====== The data ======

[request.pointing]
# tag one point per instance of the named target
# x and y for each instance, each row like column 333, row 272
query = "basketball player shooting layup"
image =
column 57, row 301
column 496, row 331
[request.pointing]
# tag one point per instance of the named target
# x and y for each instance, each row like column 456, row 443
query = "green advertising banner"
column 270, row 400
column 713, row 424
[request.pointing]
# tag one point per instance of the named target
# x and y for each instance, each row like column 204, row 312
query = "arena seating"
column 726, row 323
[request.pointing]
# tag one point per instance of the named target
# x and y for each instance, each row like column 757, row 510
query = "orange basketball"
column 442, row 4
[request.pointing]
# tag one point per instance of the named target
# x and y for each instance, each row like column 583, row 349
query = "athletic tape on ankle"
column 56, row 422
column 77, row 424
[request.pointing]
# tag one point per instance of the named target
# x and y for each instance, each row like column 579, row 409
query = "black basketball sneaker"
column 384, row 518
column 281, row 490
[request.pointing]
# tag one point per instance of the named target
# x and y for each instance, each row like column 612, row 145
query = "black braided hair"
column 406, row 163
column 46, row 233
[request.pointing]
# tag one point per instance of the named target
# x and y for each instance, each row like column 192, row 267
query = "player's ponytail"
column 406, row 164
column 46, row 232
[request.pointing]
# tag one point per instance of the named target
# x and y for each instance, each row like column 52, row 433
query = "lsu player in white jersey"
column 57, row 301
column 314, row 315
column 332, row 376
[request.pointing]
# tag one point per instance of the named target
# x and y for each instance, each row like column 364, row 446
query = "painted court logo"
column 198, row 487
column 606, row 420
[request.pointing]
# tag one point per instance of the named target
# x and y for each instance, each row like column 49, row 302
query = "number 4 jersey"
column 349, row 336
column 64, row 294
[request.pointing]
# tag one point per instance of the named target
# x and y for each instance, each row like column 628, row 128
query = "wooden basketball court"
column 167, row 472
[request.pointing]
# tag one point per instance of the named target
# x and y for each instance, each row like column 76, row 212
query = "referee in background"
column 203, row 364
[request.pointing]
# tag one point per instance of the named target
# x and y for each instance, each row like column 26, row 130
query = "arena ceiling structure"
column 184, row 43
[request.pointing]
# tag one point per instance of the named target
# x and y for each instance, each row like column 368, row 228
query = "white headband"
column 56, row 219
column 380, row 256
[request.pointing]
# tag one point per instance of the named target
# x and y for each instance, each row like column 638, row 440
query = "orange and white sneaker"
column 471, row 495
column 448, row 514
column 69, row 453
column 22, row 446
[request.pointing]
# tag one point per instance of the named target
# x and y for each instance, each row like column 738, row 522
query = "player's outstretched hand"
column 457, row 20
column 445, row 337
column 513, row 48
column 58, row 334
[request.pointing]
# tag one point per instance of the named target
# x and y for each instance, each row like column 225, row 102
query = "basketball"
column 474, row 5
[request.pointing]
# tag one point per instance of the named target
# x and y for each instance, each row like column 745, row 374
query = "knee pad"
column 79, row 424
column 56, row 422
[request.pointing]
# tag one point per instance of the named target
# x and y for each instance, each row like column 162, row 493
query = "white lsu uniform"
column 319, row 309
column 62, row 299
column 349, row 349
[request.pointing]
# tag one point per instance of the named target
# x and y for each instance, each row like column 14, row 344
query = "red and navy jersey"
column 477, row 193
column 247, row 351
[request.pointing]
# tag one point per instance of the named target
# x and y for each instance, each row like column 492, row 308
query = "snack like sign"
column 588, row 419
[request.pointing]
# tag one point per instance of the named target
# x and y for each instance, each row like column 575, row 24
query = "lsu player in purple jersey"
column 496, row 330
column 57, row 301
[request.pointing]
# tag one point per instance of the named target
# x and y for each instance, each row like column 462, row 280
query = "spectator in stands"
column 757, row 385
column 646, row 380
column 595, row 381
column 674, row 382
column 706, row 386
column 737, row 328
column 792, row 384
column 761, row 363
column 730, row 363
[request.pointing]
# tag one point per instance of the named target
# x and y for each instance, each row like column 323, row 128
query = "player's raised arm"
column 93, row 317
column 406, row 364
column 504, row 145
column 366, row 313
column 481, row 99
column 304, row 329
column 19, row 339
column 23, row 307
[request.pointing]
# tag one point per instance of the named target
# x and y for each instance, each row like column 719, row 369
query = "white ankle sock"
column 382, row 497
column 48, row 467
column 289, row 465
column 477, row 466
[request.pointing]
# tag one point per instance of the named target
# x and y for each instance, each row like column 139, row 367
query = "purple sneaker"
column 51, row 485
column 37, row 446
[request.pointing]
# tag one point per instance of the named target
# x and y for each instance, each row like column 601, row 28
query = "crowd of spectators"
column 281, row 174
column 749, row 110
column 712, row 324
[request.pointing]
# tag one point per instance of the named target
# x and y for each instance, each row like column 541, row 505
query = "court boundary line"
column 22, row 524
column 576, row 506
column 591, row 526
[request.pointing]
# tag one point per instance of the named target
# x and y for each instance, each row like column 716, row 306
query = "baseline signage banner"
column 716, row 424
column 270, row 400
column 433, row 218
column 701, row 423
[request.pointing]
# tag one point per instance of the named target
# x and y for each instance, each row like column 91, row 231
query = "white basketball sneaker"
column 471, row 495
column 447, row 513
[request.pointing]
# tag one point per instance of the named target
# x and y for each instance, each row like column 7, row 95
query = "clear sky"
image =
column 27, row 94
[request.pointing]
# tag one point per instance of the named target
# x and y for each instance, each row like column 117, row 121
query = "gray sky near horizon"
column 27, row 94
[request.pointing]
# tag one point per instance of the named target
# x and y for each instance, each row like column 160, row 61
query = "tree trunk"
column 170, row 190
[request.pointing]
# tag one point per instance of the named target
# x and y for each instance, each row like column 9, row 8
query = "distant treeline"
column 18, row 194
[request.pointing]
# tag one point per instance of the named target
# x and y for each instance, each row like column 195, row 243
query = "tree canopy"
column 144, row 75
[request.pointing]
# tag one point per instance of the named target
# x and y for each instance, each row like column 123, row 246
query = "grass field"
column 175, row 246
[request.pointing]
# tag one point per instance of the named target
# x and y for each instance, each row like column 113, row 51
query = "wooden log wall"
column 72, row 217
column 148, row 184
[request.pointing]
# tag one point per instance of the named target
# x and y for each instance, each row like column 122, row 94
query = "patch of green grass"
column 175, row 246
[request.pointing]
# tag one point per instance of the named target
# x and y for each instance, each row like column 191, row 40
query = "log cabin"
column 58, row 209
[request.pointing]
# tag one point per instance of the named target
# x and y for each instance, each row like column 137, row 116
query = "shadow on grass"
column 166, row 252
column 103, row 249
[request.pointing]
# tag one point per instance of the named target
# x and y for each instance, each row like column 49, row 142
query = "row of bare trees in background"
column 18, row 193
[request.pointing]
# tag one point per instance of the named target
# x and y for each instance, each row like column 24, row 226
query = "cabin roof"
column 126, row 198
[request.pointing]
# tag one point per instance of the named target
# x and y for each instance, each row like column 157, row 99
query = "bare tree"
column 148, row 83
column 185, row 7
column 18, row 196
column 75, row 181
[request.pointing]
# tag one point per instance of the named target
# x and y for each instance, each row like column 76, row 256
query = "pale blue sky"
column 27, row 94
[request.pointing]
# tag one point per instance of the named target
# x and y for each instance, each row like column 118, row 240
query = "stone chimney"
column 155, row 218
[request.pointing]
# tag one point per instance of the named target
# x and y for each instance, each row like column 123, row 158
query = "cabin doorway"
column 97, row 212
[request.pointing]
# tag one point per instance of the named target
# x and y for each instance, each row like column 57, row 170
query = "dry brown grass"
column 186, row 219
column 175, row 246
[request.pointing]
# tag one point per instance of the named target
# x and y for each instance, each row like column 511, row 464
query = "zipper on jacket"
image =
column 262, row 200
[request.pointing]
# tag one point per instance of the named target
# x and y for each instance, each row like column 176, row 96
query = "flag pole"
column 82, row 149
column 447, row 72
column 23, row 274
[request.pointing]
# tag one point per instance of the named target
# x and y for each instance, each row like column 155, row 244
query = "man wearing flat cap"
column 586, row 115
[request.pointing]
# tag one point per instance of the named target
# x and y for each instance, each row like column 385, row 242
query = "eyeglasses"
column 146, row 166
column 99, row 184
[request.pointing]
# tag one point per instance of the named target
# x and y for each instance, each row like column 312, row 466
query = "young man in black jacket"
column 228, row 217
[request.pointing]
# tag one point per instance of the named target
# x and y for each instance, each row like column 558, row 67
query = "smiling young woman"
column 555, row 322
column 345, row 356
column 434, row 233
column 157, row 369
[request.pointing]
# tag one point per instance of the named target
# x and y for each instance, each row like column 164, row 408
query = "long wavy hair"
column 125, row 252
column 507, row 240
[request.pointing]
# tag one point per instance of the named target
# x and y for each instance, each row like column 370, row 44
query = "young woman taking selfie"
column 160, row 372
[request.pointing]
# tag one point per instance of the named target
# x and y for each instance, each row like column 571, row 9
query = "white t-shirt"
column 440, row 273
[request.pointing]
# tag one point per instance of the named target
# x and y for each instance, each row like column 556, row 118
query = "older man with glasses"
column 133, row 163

======
====== The data ======

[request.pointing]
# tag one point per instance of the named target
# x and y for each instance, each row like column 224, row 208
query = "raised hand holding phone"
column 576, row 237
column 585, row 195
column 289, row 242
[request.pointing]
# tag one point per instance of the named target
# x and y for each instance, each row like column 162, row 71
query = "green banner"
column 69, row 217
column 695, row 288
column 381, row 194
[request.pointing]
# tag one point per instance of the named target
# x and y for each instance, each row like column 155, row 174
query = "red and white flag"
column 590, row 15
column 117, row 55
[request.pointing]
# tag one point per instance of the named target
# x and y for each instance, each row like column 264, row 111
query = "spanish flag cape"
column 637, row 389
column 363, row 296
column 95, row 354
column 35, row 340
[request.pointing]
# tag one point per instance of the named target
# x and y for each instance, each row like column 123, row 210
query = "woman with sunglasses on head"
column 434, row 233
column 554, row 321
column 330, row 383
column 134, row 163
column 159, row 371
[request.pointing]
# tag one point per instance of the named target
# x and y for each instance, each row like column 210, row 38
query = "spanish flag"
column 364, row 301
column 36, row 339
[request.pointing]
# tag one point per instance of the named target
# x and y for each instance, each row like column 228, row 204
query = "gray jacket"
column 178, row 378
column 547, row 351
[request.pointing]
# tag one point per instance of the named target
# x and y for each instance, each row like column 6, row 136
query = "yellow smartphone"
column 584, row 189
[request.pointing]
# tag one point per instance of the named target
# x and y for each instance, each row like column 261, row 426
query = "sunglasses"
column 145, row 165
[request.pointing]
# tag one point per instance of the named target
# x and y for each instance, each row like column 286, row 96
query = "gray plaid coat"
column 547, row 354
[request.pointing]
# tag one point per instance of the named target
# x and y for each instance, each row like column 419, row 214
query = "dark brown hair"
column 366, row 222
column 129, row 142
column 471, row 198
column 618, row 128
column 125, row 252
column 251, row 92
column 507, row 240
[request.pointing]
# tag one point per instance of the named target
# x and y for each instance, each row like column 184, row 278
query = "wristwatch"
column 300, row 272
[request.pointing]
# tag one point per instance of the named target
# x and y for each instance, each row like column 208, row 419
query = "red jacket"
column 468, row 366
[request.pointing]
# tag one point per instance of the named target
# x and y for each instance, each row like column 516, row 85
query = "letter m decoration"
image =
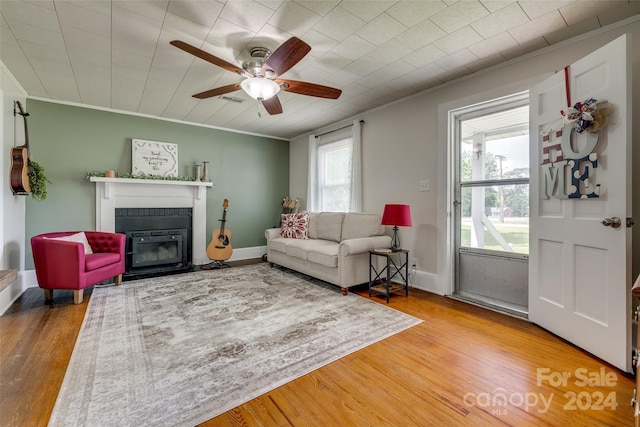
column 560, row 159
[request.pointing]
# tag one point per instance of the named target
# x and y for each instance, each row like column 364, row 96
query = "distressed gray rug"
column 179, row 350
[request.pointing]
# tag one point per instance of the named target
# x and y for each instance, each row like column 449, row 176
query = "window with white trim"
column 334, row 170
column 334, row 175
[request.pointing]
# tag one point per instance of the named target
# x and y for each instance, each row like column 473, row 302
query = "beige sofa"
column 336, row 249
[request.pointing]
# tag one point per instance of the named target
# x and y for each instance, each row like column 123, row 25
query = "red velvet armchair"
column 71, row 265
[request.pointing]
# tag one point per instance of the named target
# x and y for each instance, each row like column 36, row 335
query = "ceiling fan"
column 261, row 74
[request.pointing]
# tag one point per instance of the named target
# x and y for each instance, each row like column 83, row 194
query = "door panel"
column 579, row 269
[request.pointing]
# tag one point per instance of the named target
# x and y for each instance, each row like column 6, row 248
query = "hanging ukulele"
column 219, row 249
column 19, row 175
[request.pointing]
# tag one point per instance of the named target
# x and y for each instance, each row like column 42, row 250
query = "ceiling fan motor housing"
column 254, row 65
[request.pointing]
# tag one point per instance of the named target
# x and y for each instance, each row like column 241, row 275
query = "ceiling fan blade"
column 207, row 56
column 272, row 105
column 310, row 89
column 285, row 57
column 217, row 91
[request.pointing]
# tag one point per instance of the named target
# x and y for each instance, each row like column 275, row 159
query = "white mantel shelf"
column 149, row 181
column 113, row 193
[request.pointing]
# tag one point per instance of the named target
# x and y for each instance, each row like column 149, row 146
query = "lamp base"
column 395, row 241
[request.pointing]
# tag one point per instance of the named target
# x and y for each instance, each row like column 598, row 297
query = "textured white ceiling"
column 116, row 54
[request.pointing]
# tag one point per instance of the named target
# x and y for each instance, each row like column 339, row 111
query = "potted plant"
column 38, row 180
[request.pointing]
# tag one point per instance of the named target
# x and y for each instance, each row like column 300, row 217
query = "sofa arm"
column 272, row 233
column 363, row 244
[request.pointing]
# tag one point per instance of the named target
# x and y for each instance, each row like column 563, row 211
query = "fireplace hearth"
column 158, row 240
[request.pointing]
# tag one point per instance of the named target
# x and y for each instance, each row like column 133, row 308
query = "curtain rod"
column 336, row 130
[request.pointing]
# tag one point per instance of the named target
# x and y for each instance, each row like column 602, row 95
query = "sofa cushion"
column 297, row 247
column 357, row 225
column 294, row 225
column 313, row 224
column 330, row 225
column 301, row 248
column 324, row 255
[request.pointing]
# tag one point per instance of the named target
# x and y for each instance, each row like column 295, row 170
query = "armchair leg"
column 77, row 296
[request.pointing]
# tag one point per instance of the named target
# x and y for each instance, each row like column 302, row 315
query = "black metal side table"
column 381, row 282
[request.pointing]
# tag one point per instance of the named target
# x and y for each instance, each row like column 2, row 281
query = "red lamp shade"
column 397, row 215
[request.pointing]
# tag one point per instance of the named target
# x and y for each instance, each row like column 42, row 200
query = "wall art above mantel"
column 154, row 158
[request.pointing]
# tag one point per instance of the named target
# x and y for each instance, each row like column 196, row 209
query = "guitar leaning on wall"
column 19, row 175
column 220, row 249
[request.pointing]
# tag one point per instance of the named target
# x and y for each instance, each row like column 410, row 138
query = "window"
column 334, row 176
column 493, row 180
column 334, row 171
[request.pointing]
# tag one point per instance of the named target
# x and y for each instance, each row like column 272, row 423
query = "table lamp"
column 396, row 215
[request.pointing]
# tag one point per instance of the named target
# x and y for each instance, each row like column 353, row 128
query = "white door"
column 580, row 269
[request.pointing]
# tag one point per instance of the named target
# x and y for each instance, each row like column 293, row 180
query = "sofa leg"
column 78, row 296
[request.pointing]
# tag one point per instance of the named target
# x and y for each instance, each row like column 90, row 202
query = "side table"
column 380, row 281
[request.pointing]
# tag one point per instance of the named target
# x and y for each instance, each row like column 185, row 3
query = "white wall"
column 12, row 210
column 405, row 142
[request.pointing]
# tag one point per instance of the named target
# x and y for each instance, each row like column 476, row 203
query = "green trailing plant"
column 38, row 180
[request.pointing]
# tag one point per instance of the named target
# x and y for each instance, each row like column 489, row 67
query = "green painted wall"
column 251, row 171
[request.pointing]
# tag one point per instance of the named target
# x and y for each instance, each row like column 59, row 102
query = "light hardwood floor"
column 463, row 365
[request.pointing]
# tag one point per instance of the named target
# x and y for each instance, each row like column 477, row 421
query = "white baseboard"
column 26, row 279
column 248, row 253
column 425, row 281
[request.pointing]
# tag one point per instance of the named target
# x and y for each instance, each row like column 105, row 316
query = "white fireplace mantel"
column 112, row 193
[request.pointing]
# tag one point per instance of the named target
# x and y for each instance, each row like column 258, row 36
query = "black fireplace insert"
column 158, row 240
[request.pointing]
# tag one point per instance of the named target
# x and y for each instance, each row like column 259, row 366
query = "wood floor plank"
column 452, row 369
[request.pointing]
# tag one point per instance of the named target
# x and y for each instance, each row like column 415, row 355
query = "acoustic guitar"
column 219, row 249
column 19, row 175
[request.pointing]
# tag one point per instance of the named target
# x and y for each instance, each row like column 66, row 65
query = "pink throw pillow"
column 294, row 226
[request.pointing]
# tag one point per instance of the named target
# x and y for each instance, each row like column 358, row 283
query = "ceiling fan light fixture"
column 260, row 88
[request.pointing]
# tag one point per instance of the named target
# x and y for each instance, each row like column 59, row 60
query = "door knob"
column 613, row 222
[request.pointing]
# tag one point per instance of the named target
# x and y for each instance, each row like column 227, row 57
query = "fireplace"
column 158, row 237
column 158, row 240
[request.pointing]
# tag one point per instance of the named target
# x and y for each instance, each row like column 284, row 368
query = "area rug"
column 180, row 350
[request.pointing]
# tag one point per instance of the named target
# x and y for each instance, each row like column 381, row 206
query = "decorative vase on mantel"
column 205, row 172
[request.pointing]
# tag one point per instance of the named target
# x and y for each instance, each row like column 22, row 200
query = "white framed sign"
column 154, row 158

======
====== The data ======

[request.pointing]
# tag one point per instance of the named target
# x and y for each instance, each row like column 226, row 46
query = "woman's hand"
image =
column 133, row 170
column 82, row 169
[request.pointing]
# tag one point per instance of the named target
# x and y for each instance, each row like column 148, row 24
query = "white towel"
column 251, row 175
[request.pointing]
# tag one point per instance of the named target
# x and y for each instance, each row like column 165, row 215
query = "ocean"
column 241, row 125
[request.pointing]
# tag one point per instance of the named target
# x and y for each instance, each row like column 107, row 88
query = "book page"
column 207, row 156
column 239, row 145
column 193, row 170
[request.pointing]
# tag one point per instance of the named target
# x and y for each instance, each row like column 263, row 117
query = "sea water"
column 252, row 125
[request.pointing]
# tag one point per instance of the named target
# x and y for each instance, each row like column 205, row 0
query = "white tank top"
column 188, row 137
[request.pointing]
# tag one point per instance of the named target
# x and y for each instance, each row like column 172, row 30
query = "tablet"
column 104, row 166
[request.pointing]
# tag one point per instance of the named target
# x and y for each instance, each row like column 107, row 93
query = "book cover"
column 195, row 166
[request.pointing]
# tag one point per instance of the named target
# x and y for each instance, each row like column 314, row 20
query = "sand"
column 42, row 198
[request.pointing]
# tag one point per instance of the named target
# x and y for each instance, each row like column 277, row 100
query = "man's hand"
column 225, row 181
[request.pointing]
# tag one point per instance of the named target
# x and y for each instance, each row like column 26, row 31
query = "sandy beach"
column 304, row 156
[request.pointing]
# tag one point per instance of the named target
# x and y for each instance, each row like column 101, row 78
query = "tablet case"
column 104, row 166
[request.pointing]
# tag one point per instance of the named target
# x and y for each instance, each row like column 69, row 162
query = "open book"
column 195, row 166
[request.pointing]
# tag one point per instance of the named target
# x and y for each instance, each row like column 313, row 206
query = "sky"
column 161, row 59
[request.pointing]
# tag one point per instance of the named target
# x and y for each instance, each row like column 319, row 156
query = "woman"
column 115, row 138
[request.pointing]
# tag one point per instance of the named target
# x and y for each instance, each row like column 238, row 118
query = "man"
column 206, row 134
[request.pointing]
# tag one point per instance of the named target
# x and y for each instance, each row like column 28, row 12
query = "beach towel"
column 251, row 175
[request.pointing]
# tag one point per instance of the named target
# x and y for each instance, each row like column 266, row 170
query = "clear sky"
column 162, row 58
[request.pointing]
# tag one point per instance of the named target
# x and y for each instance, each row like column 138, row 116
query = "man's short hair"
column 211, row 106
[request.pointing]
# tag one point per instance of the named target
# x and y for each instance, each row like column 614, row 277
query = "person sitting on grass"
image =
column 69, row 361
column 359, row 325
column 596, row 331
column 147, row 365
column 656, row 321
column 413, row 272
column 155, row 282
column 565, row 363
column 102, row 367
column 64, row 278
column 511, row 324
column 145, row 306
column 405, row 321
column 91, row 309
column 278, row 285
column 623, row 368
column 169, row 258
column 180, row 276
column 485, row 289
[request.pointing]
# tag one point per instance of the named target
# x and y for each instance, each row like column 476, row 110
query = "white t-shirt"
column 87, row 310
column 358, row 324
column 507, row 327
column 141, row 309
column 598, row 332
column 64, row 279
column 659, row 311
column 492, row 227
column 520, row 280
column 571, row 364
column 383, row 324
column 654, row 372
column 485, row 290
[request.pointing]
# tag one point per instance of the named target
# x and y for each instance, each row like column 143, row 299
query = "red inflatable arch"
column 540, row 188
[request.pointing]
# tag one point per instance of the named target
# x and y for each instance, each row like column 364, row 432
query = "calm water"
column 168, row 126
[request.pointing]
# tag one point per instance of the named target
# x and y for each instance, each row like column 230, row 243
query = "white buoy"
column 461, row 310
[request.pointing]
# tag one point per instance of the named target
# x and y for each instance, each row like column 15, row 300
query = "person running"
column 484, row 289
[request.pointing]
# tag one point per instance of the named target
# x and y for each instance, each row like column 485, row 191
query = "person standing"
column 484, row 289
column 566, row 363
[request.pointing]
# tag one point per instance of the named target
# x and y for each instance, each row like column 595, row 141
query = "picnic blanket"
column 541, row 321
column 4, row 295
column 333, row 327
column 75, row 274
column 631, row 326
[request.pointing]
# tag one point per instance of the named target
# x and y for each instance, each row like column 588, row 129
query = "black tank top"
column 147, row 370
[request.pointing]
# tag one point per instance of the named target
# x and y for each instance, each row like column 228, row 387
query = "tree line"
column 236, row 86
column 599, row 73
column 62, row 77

======

• **What to do**
Your answer must consist solely of the lines above between the line holding "312, row 466" and the line holding "558, row 67", inclusive, copied exactly.

• **Solution to the exercise**
# x and y for each instance, each row like column 312, row 466
query = "young man in black jacket"
column 228, row 217
[request.pointing]
# tag one point per instance of the named target
# x and y for each instance, each row like column 558, row 67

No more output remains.